### [Task]
Extract each line of the material that follows exactly and omit its pictures.

################

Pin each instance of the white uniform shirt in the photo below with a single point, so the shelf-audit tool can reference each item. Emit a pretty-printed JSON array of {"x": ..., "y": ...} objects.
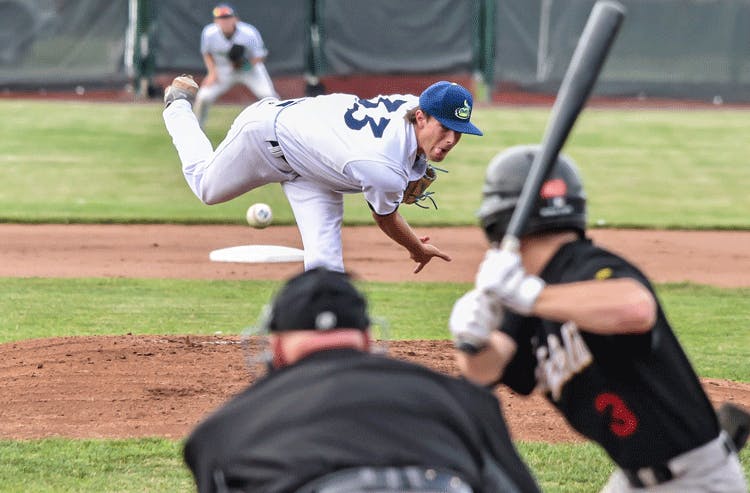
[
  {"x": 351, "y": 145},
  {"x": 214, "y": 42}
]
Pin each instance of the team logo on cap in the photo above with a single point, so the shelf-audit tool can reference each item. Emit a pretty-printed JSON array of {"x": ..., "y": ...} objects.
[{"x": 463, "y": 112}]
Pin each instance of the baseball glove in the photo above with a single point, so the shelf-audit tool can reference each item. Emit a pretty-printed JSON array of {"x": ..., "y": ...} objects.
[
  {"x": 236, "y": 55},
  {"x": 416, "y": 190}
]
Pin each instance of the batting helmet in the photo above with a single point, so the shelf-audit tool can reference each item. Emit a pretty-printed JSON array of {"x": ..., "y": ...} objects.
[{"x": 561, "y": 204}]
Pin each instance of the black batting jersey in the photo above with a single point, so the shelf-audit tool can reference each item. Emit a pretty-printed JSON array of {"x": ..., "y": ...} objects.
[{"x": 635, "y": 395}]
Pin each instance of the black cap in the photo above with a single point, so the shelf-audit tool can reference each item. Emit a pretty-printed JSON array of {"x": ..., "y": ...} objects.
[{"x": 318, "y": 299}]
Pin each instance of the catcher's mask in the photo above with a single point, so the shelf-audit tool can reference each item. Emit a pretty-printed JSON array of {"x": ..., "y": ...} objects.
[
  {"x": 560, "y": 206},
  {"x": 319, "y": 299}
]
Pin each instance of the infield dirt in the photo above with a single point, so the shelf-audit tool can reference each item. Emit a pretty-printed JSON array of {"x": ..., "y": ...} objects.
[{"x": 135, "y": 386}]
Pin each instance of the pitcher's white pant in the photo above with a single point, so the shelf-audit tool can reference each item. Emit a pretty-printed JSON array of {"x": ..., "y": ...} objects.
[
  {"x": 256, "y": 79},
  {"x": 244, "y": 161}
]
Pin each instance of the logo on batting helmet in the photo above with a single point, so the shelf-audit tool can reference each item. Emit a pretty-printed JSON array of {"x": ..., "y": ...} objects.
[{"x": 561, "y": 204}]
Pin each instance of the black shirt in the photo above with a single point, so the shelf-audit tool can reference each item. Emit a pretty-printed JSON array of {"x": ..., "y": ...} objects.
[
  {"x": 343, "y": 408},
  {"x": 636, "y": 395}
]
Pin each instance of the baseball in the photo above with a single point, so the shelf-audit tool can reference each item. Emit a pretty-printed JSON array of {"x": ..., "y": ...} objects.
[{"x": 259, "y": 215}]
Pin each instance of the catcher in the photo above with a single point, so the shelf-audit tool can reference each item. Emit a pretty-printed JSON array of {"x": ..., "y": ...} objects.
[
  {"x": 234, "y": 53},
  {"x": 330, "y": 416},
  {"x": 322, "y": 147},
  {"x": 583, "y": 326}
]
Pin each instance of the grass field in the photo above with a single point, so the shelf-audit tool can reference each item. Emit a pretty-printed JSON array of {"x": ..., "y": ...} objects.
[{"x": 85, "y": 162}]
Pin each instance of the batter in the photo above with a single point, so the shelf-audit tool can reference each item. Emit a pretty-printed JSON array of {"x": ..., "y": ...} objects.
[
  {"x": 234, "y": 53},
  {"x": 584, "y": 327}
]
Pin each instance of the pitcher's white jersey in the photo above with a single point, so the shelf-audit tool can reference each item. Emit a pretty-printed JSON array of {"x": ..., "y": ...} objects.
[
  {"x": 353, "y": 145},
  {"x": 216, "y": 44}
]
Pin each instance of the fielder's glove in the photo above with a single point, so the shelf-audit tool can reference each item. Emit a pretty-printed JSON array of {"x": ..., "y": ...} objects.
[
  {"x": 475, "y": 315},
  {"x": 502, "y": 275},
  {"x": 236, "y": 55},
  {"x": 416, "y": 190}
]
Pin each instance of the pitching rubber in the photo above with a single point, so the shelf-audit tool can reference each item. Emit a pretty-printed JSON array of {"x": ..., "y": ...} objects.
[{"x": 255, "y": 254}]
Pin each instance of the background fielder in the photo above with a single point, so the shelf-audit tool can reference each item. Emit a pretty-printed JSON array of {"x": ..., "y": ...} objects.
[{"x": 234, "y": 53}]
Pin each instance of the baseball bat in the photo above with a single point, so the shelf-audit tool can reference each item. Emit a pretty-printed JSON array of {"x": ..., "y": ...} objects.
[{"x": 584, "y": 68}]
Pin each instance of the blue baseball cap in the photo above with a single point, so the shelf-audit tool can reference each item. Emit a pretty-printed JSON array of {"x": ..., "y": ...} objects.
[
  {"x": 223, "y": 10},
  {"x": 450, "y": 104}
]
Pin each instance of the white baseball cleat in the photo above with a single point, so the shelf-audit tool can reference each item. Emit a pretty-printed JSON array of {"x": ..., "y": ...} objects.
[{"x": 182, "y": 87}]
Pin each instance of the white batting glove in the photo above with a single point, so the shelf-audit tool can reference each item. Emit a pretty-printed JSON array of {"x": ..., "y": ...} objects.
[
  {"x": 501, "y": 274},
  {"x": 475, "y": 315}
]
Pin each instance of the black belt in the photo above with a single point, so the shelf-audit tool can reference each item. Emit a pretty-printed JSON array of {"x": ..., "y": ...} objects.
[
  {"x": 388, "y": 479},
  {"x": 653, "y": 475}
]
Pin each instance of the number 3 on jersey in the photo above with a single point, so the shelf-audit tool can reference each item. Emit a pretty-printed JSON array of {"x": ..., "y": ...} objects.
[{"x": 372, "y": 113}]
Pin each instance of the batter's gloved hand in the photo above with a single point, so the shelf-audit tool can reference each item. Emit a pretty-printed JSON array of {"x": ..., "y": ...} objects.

################

### [Answer to the exercise]
Pin each instance of the white uniform shirt in the photo below with a single point, so the shelf-audit tool can reference each item. Emit a pretty-printed JSON array of {"x": ..., "y": ...} objects.
[
  {"x": 351, "y": 145},
  {"x": 214, "y": 42}
]
Pin each instance of the team logo on cap in the photo above with a single point, so the shelf-audit tool can reference each item. Emit a pretty-printed JSON array of {"x": ..., "y": ...} objects.
[{"x": 463, "y": 112}]
Pin each instance of the baseball glove in the photo above with a single point, so the shelf-audit tool can reference each item. Emit a pretty-printed JSON array of {"x": ..., "y": ...} objects.
[
  {"x": 236, "y": 55},
  {"x": 416, "y": 190}
]
Pin each instance of the batting helmet in the photo above with a single point, so the shelf-audit tool can reference each item. Emit a pretty-printed JSON array of {"x": ..., "y": ...} objects.
[{"x": 561, "y": 204}]
Pin each instance of the black batting jersey in the photo above with a single point, so the shelf-audit tool can reference each item. Emit a pretty-printed JSON array of {"x": ..., "y": ...} objects.
[{"x": 635, "y": 395}]
Pin each instance of the black cap in the photo above with a single point, so the shelf-audit tool can reference each item. Emit a pretty-printed JSON array of {"x": ..., "y": ...} objects.
[{"x": 318, "y": 299}]
Pin each instance of the catcher's mask in the photo above with a single point, so the shelf-audit tool can reference each item. Emit a pretty-printed JSON array of {"x": ..., "y": ...} objects.
[
  {"x": 560, "y": 206},
  {"x": 319, "y": 299}
]
Pin each instance of the infield dirt in the photo above with a single point, so the shelf-audit tool can reference each item. Emit a pretty-printed JSON array of {"x": ..., "y": ...} objects.
[{"x": 135, "y": 386}]
Pin each instance of the pitcher's white pant in the photo above with a single point, so the shelf-audit tool can reference each item. Emit a pretty-printed JSON array of {"x": ..., "y": ...} objects.
[
  {"x": 256, "y": 79},
  {"x": 244, "y": 161}
]
Pin each instance of the logo on batting helmet in the photo above with a single point, so the shelf-audit tool can reference each item. Emit a pretty-printed JSON array of {"x": ..., "y": ...} objects.
[{"x": 561, "y": 204}]
Pin each instance of the black shirt in the photo above with a single point, so the shelf-audit tool can reference each item. Emit a pretty-printed JSON array of {"x": ..., "y": ...} objects.
[
  {"x": 343, "y": 408},
  {"x": 636, "y": 395}
]
Pin each instance of the baseball in the photo above with a single point, so the shelf-audit tool can reference each item. Emit a pretty-printed JSON array of {"x": ..., "y": ...} objects.
[{"x": 259, "y": 215}]
Pin each instance of the catcher in the photo above with a single point, so the shelf-audit tool can reference each item. Emit a pretty-printed JSON array of {"x": ..., "y": ...} objects.
[
  {"x": 234, "y": 53},
  {"x": 330, "y": 416},
  {"x": 322, "y": 147},
  {"x": 583, "y": 326}
]
Pin each instance of the grass field in the photo above with a single point, so the shelf-audit tool can reference each item. Emit a pretty-printed JSON array of {"x": ..., "y": ...} objects.
[{"x": 85, "y": 162}]
Pin each instance of the batter in the photo above with a single point, so the shelf-audit tool can reference each item. Emit a pretty-printed JSON array of {"x": ..., "y": ...} objects.
[
  {"x": 234, "y": 53},
  {"x": 584, "y": 327}
]
Pin each instance of the pitcher's white jersey in the photo above with a single point, so the shelf-audit tool can reference each item. Emit a pretty-printed JSON array of {"x": ..., "y": ...} objects.
[
  {"x": 353, "y": 145},
  {"x": 216, "y": 44}
]
Pin each instance of the fielder's glove in the photo above with a single point, so the shelf-audit tool can reference each item. Emit a pretty-printed JSON array of {"x": ..., "y": ...} objects.
[
  {"x": 475, "y": 315},
  {"x": 502, "y": 275},
  {"x": 236, "y": 55},
  {"x": 416, "y": 190}
]
Pin each instance of the pitching rubber in the photo above with a single point, so the shelf-audit tool can reference each item. Emit a pretty-printed JSON array of {"x": ..., "y": ...} objects.
[{"x": 255, "y": 254}]
Pin each instance of the background fielder in the photo above with a single point, so the shelf-audit tool can reference each item. Emit a pretty-printed JSON array of {"x": ..., "y": ...} objects.
[{"x": 234, "y": 53}]
Pin each instance of the baseball bat in the photo above with a single point, so the shelf-audit tool can reference each item. Emit a pretty-printed JSON array of {"x": ..., "y": ...} objects.
[{"x": 584, "y": 68}]
Pin each instance of the blue baseball cap in the photo above with a single point, so the shelf-audit tool can reference each item. Emit a pretty-printed JSON array of {"x": ..., "y": ...} objects.
[
  {"x": 223, "y": 10},
  {"x": 450, "y": 104}
]
Pin each instance of the white baseball cleat in the photo above with a single point, so the shelf-audit tool can reference each item. Emit a pretty-printed JSON array of {"x": ..., "y": ...} objects.
[{"x": 182, "y": 87}]
Pin each instance of the white batting glove in the photo above with a single point, so the shelf-audit tool can reference each item. Emit a pretty-printed JSON array of {"x": ..., "y": ...} objects.
[
  {"x": 501, "y": 274},
  {"x": 475, "y": 315}
]
Pin each instance of the black belt in the photo above with a single point, so the shelf-audit tool can reference each item. Emit a pretty-printed JSON array of {"x": ..., "y": ...} objects.
[
  {"x": 388, "y": 479},
  {"x": 653, "y": 475}
]
Pin each instance of the number 3 on jersey in the photo above with a single point, so the shelf-audit tool can reference each item. Emit a pretty-printed JSON array of {"x": ..., "y": ...} objects.
[{"x": 372, "y": 113}]
Pin each instance of the batter's gloved hand in the photo above with a single point, so the shelf-audit tool can reference each item. Emit a pretty-printed JSON array of {"x": ..., "y": ...} objects.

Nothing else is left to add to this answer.